Re: [PATCH v3 09/19] ovl: use ovl_do_notify_change() wrapper

[Date Prev][Date Next][Thread Prev][Thread Next][Date Index][Thread Index]

 



On Sat, Apr 02, 2022 at 02:03:00PM +0200, Christian Brauner wrote:

[..]
> > > +/*
> > > + * When changing ownership of an upper object map the intended ownership
> > > + * according to the upper layer's idmapping. When an upper mount idmaps files
> > > + * that are stored on-disk as owned by id 1001 to id 1000 this means stat on
> > > + * this object will report it as being owned by id 1000 when calling stat via
> > > + * the upper mount.
> > > + * In order to change ownership of an object so stat reports id 1000 when
> > > + * called on an idmapped upper mount the value written to disk - i.e., the
> > > + * value stored in ia_*id - must 1001. The mount mapping helper will thus take
> > > + * care to map 1000 to 1001.
> > > + * The mnt idmapping helpers are nops if the upper layer isn't idmapped.
> > 
> > Hi Christian,
> > 
> > Trying to understand the code with above example where upper has been
> > idmapped to map on disk id 1001 to 1000. My understanding is very 
> > primitive, so most likely i have very obvious questions.
> 
> Hey Vivek,
> 
> These are great questions. I'm happy to answer them.
> Please feel free to also peruse the documentation in mnt_idmapping.h and
> in Documentations/filesystems/idmappings.rst (the latter needs updating
> though as the function names changed).

Thanks Christian. Went through idmappings.rst and that helps a lot
in understanding what's going on w.r.t id mappings.

> 
> > 
> > Given notify_change() takes "mnt_userns" as a parameter, I assumed
> > that notify_change() will map 1000 to 1001 instead. Looks like
> > that's not the case. Instead calling filesystem needs to map it
> > before calling notify_change().
> 
> Usually all of that is done in the vfs. But since overlayfs calls
> notify_change() directly on the upper layer this step needs to be done
> here. So this is what ovl_do_notify_change() is doing.
> 
> As you might know notify_change() is (among other things) used to change
> i_{g,u}id. For filesystems only mountable in init_user_ns the i_{g,u}id
> values are identical to the on-disk or "backend store values".
> 
> I'll use the (slimmed down) systemd-homed example. Assume we have an xfs
> filesystem mounted where all inodes on-disk are owned by 65534. We want
> to use a part of this xfs filesystem as our home directory mounted as
> /home/my-user. Our id on this system is 1000.
> 
> What systemd-homed will do is create an idmapped mount at /home/my-user.
> The mapping it will use is: 65534:1000:<some-range>.

# Supplied records
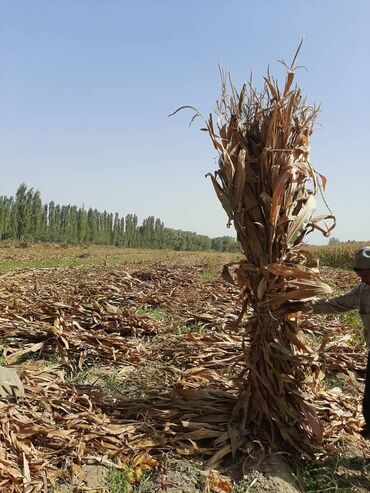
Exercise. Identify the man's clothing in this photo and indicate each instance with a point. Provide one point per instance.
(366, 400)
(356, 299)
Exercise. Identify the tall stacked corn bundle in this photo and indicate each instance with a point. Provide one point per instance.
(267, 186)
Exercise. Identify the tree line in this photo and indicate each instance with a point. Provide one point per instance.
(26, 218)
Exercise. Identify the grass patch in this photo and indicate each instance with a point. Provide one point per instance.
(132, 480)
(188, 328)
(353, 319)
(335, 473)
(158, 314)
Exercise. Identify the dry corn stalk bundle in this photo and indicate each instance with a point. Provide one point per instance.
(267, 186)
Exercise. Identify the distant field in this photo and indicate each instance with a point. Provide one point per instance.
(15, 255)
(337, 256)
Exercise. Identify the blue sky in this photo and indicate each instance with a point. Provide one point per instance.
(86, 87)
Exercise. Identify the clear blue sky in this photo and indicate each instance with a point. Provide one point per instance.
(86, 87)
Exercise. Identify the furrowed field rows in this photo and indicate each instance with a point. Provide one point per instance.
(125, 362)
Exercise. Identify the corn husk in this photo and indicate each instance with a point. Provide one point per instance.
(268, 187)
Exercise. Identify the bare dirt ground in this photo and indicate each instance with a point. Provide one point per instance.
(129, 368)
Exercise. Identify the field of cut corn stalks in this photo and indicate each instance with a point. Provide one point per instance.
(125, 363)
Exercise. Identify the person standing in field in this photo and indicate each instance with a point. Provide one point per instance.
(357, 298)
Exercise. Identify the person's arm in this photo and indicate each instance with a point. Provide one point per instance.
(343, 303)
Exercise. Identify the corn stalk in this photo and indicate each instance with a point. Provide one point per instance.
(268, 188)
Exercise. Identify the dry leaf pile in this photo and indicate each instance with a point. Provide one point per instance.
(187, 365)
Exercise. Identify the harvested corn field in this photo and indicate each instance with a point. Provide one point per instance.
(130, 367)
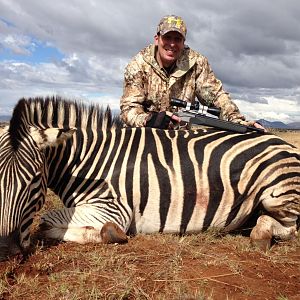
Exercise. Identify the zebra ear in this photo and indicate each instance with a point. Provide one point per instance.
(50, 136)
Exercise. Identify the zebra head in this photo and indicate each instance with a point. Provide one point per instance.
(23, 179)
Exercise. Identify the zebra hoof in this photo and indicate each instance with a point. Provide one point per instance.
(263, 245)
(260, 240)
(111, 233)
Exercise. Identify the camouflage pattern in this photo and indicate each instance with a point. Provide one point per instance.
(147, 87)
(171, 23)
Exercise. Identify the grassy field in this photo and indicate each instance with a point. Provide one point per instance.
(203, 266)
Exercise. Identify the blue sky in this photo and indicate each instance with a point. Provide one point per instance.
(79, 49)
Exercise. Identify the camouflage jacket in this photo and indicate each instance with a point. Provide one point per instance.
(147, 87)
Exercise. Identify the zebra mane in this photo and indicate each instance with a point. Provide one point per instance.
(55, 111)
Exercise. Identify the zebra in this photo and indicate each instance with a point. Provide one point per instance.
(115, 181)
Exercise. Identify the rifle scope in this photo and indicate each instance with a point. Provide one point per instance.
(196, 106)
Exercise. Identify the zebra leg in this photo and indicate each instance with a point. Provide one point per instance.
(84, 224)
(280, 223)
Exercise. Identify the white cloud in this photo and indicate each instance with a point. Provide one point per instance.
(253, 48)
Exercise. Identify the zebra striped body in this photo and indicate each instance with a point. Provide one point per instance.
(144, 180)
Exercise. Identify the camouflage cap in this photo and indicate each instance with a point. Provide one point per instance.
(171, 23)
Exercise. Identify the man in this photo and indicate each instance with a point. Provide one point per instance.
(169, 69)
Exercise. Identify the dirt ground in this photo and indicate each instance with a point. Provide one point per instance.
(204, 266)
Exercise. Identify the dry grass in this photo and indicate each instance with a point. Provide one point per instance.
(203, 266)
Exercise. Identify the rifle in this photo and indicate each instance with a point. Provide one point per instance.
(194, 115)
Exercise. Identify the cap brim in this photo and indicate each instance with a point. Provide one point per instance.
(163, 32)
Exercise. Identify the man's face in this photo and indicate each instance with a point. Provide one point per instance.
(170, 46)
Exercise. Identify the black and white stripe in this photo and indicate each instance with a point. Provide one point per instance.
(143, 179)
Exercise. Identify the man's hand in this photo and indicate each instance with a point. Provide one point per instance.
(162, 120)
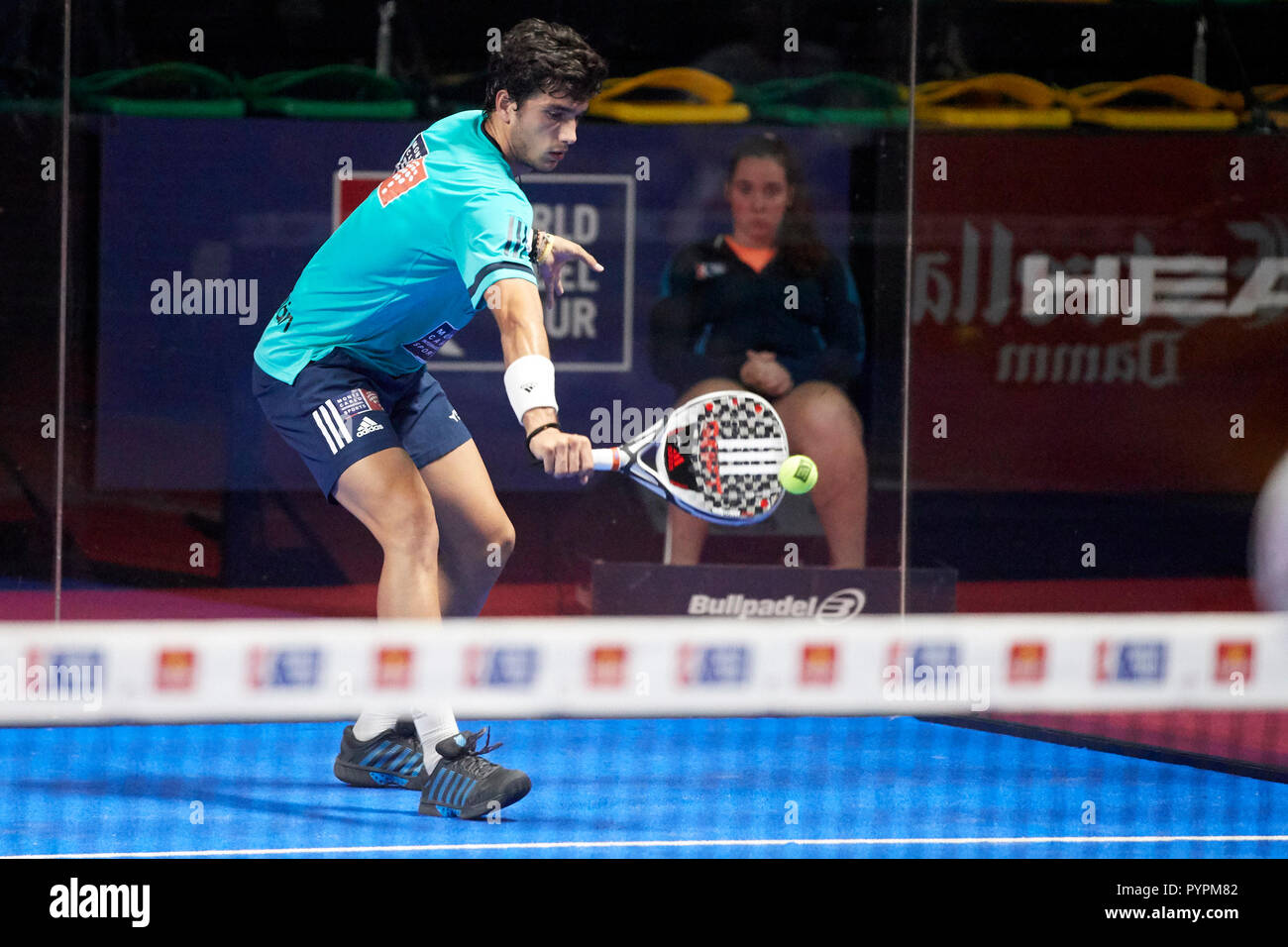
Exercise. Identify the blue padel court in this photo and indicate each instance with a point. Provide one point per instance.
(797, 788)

# Objective
In the patch discussion, what mapping does systemd-homed use for the idmapped mount at /home/my-user? Please answer briefly.

# Expected output
65534:1000:<some-range>